= Tasks =
A. According to the passage on acacia polyploidy research in Vietnam, how many clones make up the narrow genetic base that acacias currently rely on?
B. Extend the passage on acacia polyploidy research in Vietnam, picking up right after its final sentence.

Research has resulted in a 15–25% improvement in wood yields and improved stem form, but there is still much to be done to safeguard this important industry in Vietnam. Polyploid plants have more than two sets of chromosomes, which can confer advantages over haploid or diploid plants in sustaining acacia productivity. Polyploidisation is also used to expand the gene pool of plants.
As Dr Chi explains, with acacias we currently rely on a very narrow genetic base derived from only 12 clones and this needs to be broadened to improve productivity and guard against pests and diseases. In 2004, Dr Chi started working with Professor Rod Griffin from the University of Tasmania and other Vietnamese researchers on an ACIAR project (FST/2003/002) undertaking research on polyploidy in Acacia mangium.
That project aimed to develop and assess polyploid breeding methods for commercially important acacia species, including for the production of sterile, high-yielding triploid plants from elite germplasm. Dr Chi went on to complete her PhD at the University of Tasmania on aspects of acacia polyploidy.
A VERY POSITIVE EXPERIENCE
Dr Chi’s experience in Australia, and working with ACIAR and project partners, has been very positive. “As a young woman working with Australian scientists, I have been treated with respect and consideration,” she says.
When Dr Chi returned to work in Vietnam, she was appointed as the leader of the tissue culture program, becoming one of the more senior female researchers in VAFS. She continued her work on triploid acacia clones under ACIAR’s project FST/2008/007.

= Entries provided =
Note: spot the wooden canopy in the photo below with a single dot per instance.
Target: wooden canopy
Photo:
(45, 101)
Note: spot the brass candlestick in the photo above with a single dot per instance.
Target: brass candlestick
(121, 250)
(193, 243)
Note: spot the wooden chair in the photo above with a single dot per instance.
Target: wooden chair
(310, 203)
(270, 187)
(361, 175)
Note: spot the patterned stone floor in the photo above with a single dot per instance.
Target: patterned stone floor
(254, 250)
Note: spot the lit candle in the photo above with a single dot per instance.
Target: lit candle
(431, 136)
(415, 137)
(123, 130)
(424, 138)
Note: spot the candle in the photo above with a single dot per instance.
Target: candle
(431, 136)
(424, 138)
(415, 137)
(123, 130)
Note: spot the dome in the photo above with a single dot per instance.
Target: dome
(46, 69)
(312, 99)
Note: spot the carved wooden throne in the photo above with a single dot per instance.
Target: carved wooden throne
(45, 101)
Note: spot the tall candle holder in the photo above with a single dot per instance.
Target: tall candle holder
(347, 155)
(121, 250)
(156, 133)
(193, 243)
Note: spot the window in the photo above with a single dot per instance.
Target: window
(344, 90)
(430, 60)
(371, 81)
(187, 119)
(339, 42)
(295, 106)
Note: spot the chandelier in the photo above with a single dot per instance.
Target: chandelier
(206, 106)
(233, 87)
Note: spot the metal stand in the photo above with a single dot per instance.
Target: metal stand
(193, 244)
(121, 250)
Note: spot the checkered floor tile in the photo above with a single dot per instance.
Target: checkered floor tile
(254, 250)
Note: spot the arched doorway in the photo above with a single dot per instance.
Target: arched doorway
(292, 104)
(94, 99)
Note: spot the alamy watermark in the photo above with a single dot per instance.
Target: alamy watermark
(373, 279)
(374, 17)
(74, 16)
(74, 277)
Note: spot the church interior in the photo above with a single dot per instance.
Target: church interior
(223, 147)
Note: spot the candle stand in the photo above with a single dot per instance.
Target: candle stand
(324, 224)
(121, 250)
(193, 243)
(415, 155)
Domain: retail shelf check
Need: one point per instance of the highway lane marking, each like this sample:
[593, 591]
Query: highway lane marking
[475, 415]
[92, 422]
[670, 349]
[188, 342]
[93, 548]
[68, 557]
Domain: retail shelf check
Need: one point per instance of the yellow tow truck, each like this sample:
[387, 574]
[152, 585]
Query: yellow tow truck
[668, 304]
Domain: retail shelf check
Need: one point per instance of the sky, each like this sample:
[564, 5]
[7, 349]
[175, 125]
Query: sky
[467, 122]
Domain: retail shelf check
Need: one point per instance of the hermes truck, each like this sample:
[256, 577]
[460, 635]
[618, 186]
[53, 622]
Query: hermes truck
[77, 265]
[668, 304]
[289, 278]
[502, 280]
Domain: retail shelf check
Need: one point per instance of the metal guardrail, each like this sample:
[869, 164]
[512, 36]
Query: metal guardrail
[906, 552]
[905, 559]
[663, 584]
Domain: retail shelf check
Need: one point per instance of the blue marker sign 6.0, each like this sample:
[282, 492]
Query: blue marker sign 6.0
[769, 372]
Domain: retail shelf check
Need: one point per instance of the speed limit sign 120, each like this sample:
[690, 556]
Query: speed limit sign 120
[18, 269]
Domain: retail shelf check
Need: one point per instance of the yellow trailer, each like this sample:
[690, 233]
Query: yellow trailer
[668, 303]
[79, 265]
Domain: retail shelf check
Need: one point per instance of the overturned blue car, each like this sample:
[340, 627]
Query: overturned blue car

= Task-by-task answers =
A. Only 12 clones.

B.
The production of triploid acacia seedlings proved to be a difficult and slow process. At the end of more than 10 years of ACIAR-supported research, the team had successfully produced only 14 acacia triploid clones.
Dr Chi used her new skills to develop the technique for reproducing hybrid triploid seedlings by tissue culture, which enhances the ability to develop more clones for field testing. After using techniques to induce polyploidy, determining whether or not plants are polyploids is difficult.
Researchers from the University of Tasmania working on the ACIAR project developed a technique using a flow cytometer, which substantially improved the reliability of the testing for polyploidy. In 2015, ACIAR provided funding to purchase a flow cytometer for Dr Chi’s laboratory in Hanoi. This has enabled Dr Chi and her team to reduce the costs of these tests and to speed up the screening of potential polyploid plants.
The team can now conduct thousands of tests each year, including testing seed from progeny trials to better understand what the natural frequency of triploids is within a population. Since the completion of the ACIAR polyploidy project, Dr Chi has been successful in obtaining a US$300,000 grant from the Government of Vietnam to continue her research, representing a major government commitment to adopt ACIAR research outcomes.
Dr Chi leads a team of 10 staff on this project, which aims to scale up the production and testing of triploid acacias and establish 15 ha of pilot plantation trials within five years. It is hoped that these trials will provide sufficient highquality triploid acacias to enable a larger scale deployment to farmers to commence.
Dr Chi also has a role in a new ACIAR project FST/2014/068 ‘Management strategies for acacia plantation diseases in Indonesia and Vietnam’. In this project she will explore the opportunities to use polyploidy breeding techniques to broaden the genetic base within Acacia mangium for resistance to the damaging crown wilt disease (caused by the fungus Ceratocystis), which is killing large areas of acacia plantations in Vietnam and Indonesia.